### Assignment
Copy out each line below exactly as it appears.

[Items from a data source]
☆ ☆ ☆

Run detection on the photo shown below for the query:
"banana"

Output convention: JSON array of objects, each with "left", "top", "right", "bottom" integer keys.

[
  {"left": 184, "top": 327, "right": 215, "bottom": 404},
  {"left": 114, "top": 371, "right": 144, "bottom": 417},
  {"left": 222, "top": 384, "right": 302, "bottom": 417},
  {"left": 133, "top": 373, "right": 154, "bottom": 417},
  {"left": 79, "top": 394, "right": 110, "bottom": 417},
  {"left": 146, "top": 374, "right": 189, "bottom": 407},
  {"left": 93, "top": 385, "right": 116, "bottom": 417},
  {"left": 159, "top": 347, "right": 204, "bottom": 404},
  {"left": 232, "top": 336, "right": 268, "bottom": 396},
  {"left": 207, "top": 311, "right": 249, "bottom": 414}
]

☆ ☆ ☆

### Exercise output
Run detection on the photo shown below for the query:
"banana"

Output convention: JSON array of objects, each with "left", "top", "right", "bottom" integer keys.

[
  {"left": 184, "top": 327, "right": 215, "bottom": 404},
  {"left": 114, "top": 371, "right": 144, "bottom": 417},
  {"left": 222, "top": 384, "right": 302, "bottom": 417},
  {"left": 133, "top": 373, "right": 154, "bottom": 417},
  {"left": 79, "top": 394, "right": 110, "bottom": 417},
  {"left": 146, "top": 374, "right": 189, "bottom": 407},
  {"left": 93, "top": 385, "right": 116, "bottom": 417},
  {"left": 159, "top": 347, "right": 204, "bottom": 404},
  {"left": 232, "top": 336, "right": 268, "bottom": 396},
  {"left": 207, "top": 311, "right": 249, "bottom": 414}
]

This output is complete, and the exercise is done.